> **Extracted records**
>>

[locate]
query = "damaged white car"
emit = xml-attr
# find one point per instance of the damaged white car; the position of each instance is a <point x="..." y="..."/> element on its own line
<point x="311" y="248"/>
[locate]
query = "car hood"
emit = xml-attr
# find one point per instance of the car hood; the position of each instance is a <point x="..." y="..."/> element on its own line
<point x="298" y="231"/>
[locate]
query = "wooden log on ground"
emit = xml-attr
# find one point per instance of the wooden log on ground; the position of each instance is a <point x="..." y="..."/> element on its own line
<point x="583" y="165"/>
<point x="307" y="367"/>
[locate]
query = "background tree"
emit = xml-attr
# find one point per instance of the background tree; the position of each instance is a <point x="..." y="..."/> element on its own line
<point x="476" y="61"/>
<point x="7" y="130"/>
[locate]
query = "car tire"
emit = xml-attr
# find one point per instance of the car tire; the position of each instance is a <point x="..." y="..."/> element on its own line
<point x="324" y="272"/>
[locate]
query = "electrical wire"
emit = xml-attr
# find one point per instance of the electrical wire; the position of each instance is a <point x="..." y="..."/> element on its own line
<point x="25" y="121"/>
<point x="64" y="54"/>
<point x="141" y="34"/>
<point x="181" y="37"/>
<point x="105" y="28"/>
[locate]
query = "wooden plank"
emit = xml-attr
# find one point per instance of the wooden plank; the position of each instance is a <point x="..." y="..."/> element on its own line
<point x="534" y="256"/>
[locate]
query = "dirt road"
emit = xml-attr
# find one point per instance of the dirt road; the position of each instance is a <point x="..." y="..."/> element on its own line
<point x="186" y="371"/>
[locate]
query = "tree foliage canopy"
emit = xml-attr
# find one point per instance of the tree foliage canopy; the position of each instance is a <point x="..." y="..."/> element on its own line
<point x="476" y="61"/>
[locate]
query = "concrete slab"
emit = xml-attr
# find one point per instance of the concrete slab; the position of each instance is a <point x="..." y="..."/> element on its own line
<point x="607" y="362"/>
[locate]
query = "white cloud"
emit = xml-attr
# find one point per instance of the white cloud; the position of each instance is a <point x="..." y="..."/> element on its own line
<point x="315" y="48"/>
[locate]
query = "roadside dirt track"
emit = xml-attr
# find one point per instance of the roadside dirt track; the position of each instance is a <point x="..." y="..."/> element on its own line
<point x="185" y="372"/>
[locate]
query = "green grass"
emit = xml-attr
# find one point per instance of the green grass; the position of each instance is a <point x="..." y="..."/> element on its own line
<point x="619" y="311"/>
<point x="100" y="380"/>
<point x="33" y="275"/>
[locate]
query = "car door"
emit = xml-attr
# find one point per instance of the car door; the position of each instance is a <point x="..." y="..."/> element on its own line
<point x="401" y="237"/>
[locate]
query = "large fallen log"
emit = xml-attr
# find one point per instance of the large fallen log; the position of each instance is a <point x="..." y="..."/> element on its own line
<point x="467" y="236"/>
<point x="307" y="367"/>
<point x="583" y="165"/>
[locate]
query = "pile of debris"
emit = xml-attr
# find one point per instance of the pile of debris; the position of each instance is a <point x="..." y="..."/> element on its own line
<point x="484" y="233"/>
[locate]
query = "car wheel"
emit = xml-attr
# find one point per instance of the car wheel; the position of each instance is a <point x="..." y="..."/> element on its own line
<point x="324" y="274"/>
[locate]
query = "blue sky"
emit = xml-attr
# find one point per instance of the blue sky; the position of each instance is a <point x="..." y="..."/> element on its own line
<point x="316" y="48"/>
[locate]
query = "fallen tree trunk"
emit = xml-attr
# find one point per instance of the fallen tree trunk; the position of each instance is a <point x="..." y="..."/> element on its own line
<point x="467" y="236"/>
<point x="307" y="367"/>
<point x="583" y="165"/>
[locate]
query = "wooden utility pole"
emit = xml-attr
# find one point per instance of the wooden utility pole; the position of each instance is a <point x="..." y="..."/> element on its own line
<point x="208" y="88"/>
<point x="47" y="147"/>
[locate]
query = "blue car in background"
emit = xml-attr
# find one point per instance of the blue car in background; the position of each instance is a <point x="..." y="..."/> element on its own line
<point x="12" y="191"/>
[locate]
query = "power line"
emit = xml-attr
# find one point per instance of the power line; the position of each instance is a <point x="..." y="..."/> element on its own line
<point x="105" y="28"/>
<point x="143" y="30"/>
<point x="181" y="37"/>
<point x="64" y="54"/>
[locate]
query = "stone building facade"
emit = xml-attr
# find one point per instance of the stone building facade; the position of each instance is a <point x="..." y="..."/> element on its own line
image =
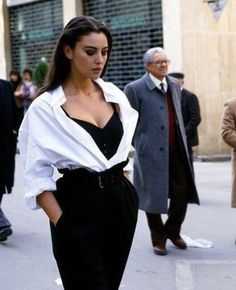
<point x="199" y="37"/>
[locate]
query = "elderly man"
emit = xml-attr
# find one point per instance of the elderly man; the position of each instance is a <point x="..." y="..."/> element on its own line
<point x="191" y="113"/>
<point x="162" y="169"/>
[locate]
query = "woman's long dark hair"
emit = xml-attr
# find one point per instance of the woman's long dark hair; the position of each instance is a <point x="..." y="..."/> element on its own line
<point x="77" y="27"/>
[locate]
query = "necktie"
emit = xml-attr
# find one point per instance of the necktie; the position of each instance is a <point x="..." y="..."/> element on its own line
<point x="162" y="88"/>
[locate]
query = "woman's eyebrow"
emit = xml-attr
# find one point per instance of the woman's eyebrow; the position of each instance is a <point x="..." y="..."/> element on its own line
<point x="93" y="47"/>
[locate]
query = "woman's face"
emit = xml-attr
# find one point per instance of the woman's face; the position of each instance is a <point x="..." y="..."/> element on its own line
<point x="89" y="55"/>
<point x="14" y="77"/>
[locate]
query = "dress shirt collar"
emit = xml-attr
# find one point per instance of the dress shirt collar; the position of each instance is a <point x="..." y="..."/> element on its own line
<point x="157" y="82"/>
<point x="111" y="94"/>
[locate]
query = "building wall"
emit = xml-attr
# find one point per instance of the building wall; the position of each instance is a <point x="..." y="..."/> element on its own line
<point x="5" y="51"/>
<point x="197" y="43"/>
<point x="207" y="53"/>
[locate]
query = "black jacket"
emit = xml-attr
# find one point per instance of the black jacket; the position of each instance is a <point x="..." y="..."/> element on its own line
<point x="8" y="123"/>
<point x="191" y="116"/>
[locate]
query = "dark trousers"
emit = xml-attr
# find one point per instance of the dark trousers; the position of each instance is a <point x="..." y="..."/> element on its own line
<point x="93" y="237"/>
<point x="178" y="195"/>
<point x="4" y="222"/>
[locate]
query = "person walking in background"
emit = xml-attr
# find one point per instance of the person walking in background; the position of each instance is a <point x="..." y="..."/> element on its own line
<point x="191" y="113"/>
<point x="162" y="167"/>
<point x="28" y="90"/>
<point x="16" y="82"/>
<point x="228" y="133"/>
<point x="83" y="126"/>
<point x="8" y="137"/>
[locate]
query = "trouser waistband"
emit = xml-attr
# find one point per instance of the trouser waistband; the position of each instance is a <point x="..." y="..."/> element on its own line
<point x="84" y="177"/>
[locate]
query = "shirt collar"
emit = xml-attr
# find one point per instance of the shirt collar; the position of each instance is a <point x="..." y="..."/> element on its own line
<point x="111" y="93"/>
<point x="157" y="82"/>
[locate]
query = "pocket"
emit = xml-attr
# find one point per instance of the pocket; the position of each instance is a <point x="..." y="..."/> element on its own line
<point x="61" y="224"/>
<point x="133" y="192"/>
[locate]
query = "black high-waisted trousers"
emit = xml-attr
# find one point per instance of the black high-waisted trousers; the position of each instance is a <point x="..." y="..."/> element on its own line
<point x="93" y="237"/>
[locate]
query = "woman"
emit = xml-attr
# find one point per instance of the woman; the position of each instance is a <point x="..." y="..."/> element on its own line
<point x="83" y="126"/>
<point x="27" y="91"/>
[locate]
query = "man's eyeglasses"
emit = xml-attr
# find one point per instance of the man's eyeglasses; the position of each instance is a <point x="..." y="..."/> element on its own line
<point x="161" y="62"/>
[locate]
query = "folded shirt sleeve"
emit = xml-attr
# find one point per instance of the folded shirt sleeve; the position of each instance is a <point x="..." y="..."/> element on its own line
<point x="37" y="172"/>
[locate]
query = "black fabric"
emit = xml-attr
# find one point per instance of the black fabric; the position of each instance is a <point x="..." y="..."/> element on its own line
<point x="8" y="123"/>
<point x="92" y="239"/>
<point x="107" y="138"/>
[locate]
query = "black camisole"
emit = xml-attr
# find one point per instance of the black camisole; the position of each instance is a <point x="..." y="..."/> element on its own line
<point x="107" y="138"/>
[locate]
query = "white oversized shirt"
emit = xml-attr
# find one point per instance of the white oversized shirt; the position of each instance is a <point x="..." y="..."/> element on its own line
<point x="48" y="139"/>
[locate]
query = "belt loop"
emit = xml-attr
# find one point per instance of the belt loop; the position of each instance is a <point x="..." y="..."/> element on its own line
<point x="100" y="181"/>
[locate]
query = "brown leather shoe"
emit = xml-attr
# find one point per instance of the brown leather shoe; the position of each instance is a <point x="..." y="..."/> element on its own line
<point x="179" y="243"/>
<point x="160" y="249"/>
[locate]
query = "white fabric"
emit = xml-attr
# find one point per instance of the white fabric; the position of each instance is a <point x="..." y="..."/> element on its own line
<point x="197" y="243"/>
<point x="48" y="139"/>
<point x="158" y="82"/>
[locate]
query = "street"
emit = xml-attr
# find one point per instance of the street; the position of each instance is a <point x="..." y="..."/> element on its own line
<point x="26" y="260"/>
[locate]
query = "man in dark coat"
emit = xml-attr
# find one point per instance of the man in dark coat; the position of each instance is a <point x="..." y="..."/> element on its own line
<point x="191" y="113"/>
<point x="162" y="168"/>
<point x="8" y="138"/>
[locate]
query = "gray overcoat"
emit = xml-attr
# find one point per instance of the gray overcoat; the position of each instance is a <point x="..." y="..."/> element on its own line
<point x="151" y="163"/>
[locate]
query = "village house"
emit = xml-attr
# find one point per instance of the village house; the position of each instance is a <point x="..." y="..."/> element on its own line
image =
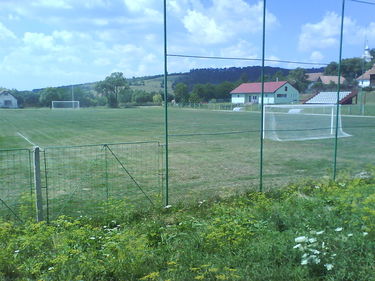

<<

> **What is required**
From the entries, report every line in which the string "house" occurs.

> **Problem solution**
query = "village house"
# find one point per instance of the village house; the position of each instance is a <point x="..." y="..."/> element on its own line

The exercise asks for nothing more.